◆ **TASK STATEMENT**
Display every line of the data below that contains the string "covered". Case counts, so a line only matches if its capitalization is the same.

-- begin --

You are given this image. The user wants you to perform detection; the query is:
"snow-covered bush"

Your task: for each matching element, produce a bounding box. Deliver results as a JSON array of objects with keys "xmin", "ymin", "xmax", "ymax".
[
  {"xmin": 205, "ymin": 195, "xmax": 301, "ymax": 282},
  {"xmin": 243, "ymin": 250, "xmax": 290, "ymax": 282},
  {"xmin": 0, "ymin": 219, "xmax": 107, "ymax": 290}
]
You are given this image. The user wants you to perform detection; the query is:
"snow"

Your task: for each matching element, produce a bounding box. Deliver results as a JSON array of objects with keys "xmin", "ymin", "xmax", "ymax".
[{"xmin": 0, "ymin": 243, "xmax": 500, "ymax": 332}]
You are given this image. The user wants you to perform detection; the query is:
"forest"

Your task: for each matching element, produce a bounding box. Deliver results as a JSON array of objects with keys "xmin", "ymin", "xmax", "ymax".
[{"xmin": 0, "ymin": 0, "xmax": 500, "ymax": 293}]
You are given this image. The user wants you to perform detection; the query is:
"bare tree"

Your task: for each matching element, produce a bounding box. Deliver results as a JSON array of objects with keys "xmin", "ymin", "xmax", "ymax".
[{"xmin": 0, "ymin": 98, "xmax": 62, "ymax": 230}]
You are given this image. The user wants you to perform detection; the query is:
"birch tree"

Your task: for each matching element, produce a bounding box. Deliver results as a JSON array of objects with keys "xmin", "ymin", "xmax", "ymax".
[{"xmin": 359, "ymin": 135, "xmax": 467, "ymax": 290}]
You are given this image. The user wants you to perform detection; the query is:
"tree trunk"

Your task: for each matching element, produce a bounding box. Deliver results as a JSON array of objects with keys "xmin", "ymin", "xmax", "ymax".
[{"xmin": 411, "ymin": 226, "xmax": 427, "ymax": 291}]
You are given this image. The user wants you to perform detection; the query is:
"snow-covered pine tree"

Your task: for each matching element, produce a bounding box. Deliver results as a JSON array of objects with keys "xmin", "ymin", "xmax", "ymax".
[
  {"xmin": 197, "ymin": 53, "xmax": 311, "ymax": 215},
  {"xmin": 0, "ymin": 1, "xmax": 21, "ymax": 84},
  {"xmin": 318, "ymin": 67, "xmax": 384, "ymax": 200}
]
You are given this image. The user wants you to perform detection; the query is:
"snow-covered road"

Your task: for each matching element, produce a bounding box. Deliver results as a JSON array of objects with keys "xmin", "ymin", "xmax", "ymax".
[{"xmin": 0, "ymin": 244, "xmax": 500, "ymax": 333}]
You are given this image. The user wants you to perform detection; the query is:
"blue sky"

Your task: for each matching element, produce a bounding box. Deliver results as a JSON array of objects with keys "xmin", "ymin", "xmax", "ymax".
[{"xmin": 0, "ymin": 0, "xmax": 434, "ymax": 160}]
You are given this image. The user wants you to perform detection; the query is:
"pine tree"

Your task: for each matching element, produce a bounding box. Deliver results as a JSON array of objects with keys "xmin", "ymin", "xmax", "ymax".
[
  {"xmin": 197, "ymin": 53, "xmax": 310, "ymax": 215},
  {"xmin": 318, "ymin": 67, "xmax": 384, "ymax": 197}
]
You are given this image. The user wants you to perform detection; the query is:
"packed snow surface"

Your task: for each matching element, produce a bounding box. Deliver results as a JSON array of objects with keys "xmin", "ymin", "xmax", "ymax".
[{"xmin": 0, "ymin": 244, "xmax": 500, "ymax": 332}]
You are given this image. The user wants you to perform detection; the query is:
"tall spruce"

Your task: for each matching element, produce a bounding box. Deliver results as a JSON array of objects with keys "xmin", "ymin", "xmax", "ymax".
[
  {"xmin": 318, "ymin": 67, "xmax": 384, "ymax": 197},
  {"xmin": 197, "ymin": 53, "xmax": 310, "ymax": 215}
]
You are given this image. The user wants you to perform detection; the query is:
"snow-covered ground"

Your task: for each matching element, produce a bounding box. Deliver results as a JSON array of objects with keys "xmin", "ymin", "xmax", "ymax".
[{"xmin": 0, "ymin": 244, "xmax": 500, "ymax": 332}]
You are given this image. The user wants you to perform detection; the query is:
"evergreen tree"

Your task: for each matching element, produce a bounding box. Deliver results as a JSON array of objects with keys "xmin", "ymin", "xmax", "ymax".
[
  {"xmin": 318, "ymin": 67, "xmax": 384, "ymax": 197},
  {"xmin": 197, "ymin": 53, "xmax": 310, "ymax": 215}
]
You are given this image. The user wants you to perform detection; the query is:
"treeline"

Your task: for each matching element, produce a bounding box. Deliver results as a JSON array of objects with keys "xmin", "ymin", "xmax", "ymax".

-- end --

◆ **TASK ANSWER**
"snow-covered bush"
"snow-covered pine tree"
"snow-covered road"
"snow-covered ground"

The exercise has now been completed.